* **SELECTED PASSAGE**:
------------------------------------------------------------

Thursday, May 1, 2014

IS THIS THE BEGINNING





IS THIS THE BEGINNING OF THE END OR THE END OF THE BEGINNING?


As a clinician, I know that as the time for living grows shorter and shorter the patient begins to not take much of the environment in.  As a patient, I can attest to this.  I find myself less and less involved with what is going on around me.  WOW, I never do stop learning do I!  I am now understanding what all I learned from the text books. This disinterest is somewhat disconcerting.  I feel like I am half in and half out. I am left wondering when I will be all of something. The TV shows that I faithfully watched I find I don't care if I see them or not. This is really the time that I must take one step at a time.  There is no setting up a schedule, hurrying, or delaying anything. I have become blase'.  I must just live in the now and be satisfied with that alone.  I'm seeing the process of slowing down wondering when I will see the stand still. Meanwhile, I am chugging along at the speed my body wants me to go.  I just had a phone call from a young priest I knew in Alaska.  He told me that he is trying to get enough frequent flyer miles together to get my son here. Those prayer chains stretch over the world!  If I were to take the time to individually pray back I would have to live as long as Methuselah!  I don't mind the age so much as I mind the hairstyle! Not near as easy as ours, huh Marcie? For now, know that I love you all as much as anyone could love another.

------------------------------------------------------------

* **RECORDED DATA**:
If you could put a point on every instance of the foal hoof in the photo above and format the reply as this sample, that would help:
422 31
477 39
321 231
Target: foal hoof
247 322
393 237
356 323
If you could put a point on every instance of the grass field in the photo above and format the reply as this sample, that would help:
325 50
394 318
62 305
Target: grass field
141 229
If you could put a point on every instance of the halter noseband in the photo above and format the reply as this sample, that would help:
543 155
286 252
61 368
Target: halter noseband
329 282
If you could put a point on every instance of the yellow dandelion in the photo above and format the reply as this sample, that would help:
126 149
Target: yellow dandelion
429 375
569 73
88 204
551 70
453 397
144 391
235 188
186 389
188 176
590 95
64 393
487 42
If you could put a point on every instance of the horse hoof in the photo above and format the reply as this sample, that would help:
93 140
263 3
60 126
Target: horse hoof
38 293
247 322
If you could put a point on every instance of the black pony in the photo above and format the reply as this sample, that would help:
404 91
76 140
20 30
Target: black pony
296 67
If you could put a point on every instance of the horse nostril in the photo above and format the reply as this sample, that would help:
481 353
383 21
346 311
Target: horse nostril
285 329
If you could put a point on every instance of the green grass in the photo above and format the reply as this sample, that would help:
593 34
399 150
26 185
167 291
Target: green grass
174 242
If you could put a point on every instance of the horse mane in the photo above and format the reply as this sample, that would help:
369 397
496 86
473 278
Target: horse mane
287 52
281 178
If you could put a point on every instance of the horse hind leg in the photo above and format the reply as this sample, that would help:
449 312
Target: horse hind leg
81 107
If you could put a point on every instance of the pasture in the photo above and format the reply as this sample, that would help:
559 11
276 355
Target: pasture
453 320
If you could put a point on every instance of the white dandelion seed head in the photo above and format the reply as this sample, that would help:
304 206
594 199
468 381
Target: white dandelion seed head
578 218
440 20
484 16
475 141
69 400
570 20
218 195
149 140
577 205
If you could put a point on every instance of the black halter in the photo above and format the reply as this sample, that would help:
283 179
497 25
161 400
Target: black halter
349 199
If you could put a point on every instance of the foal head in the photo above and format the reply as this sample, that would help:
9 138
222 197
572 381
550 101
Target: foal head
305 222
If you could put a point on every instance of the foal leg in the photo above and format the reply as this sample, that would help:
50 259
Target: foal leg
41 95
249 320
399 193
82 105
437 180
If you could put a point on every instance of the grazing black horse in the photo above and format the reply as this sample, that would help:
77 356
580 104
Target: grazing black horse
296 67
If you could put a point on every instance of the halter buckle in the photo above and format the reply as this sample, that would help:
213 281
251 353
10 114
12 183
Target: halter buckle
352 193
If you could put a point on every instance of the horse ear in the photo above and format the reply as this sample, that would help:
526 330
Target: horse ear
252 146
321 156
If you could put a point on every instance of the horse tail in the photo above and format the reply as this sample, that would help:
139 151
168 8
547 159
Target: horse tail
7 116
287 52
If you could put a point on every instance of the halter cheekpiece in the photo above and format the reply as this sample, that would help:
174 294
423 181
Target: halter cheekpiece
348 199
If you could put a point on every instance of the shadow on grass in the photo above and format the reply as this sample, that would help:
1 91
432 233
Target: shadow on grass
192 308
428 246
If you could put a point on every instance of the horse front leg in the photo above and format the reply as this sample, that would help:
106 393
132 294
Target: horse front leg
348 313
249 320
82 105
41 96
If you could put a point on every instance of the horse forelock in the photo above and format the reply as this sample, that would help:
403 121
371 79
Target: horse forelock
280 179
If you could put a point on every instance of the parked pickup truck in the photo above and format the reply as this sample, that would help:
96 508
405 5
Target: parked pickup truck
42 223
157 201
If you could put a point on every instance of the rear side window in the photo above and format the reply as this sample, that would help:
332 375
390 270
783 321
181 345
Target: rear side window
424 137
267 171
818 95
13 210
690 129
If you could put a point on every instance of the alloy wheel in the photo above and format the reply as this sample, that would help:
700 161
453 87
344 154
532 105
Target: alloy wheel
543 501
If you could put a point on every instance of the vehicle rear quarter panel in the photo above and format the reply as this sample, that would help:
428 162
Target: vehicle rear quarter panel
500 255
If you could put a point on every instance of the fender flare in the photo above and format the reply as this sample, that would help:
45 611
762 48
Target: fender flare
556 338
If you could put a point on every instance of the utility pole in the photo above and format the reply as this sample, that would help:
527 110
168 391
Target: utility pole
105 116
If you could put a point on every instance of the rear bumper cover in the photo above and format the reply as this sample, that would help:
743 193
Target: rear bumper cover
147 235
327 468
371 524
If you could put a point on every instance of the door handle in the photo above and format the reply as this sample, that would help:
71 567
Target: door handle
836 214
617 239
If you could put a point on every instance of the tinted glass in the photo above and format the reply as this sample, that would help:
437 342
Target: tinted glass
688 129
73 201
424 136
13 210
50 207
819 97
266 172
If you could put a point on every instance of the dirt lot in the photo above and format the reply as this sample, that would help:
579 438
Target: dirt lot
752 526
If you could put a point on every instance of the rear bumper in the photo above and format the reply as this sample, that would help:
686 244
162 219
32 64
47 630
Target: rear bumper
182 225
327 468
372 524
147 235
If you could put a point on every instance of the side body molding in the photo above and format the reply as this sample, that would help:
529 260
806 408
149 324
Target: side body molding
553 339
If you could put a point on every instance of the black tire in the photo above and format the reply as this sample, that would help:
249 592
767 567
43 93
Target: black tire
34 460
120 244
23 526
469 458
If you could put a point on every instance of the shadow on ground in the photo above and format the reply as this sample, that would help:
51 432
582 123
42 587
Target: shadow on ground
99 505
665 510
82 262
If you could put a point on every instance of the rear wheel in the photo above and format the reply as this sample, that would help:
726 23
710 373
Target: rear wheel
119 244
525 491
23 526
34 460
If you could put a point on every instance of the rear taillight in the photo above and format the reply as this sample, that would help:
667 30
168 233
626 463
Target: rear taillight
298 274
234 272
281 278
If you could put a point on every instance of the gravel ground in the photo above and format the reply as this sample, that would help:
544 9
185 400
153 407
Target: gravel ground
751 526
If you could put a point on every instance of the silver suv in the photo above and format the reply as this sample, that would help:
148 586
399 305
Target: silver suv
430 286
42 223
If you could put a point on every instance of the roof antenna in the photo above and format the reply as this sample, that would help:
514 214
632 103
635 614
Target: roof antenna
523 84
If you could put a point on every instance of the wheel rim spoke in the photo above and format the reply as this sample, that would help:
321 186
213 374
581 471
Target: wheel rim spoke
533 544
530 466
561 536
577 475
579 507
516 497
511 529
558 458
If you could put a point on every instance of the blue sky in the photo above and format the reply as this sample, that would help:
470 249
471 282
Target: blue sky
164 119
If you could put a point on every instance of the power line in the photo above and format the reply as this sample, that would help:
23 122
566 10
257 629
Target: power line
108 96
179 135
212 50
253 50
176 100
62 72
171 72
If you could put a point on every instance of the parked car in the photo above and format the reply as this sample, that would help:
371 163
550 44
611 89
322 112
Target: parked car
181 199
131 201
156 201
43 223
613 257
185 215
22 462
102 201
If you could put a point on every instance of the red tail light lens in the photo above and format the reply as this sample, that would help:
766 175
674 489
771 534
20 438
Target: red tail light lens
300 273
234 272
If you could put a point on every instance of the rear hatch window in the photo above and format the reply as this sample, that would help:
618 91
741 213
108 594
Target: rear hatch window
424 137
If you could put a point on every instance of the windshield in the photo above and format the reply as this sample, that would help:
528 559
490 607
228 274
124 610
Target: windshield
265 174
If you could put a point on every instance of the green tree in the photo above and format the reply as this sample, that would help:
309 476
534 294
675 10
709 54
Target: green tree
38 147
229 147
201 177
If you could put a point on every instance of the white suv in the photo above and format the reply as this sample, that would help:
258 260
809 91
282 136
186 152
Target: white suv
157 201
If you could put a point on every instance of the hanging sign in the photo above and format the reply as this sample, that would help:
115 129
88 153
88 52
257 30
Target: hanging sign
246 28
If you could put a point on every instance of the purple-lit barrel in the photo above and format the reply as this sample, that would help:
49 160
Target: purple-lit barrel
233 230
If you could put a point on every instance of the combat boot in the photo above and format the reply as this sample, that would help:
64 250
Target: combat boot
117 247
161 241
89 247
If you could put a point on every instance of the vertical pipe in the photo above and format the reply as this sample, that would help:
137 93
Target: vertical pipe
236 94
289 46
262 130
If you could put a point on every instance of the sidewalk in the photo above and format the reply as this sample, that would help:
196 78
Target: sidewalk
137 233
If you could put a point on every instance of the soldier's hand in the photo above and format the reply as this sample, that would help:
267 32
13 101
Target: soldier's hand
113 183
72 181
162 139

------------------------------------------------------------

In the blog post, what is the young priest from Alaska trying to do? The material stands apart from the blog post and is not connected to it.

He is trying to gather enough frequent flyer miles to bring the writer's son here.